Point localization data:
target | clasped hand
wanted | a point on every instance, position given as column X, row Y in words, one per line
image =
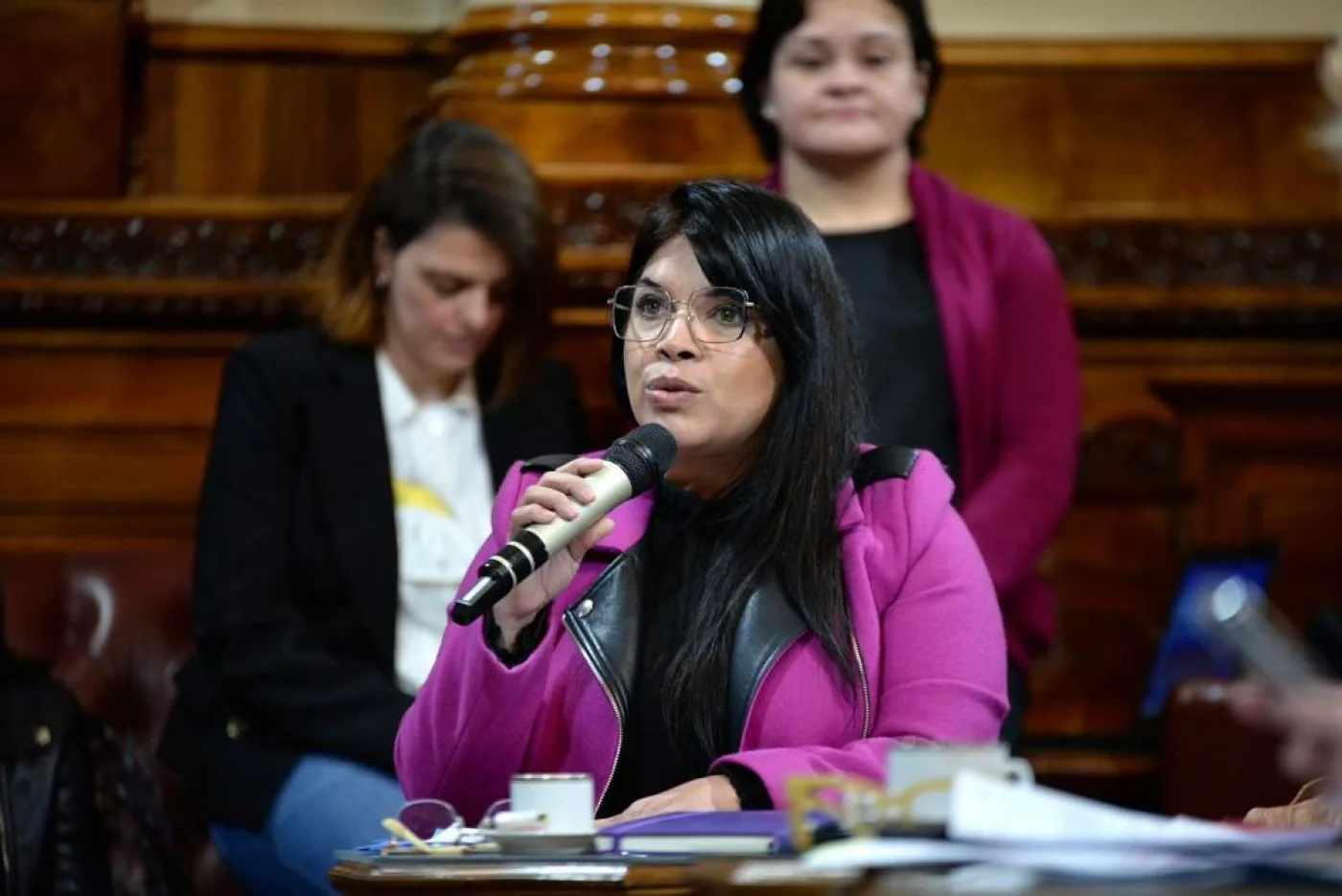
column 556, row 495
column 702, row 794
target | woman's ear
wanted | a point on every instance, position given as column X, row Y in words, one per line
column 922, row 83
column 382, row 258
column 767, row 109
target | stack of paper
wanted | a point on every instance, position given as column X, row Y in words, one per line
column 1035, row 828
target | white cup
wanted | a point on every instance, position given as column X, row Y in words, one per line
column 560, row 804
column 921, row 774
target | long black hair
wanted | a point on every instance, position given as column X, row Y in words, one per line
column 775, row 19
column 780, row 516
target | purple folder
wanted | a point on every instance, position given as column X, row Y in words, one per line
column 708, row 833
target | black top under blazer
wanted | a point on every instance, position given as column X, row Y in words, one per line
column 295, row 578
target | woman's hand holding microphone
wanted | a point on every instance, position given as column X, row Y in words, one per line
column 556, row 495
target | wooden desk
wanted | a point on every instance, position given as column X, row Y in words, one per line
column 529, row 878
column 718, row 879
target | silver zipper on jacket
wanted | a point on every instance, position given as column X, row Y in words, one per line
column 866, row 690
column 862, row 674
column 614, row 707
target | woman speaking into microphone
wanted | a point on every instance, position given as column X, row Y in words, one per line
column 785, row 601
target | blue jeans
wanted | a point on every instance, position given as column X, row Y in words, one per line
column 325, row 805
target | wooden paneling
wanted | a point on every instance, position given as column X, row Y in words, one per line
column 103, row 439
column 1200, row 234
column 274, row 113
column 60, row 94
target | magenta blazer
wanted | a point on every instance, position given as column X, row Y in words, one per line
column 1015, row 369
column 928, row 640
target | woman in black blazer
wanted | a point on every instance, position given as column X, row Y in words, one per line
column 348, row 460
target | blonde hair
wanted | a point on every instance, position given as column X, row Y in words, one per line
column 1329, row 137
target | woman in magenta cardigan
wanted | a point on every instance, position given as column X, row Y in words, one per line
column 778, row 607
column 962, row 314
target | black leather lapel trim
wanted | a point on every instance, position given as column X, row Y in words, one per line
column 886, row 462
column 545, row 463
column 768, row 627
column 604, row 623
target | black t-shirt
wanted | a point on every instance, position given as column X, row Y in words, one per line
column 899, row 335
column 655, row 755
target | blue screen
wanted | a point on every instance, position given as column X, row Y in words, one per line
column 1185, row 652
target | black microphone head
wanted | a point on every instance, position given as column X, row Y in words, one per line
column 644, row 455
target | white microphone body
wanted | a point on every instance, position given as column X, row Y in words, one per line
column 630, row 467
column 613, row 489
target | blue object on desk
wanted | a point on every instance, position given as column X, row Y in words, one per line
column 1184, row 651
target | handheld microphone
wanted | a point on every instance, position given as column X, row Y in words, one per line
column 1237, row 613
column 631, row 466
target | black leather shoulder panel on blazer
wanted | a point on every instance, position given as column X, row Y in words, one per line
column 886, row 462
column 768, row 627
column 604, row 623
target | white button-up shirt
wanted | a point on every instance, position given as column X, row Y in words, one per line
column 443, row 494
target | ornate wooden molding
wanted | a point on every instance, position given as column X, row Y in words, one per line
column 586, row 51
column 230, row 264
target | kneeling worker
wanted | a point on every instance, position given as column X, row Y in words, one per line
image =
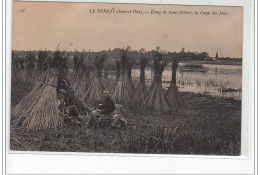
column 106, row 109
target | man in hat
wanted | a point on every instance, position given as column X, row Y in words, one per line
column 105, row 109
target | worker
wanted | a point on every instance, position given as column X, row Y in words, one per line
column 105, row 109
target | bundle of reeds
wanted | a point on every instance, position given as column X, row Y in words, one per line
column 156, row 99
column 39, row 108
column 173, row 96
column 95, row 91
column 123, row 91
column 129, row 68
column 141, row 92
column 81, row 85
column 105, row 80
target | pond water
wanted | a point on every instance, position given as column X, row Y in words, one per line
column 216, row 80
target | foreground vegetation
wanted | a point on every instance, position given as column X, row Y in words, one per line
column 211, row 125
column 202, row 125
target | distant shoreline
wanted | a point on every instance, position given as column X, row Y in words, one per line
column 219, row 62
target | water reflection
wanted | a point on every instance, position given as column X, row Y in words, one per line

Directions :: Tally the lines in the records that hold the word "woman", and state only the resulting number.

Solution to the exercise :: 5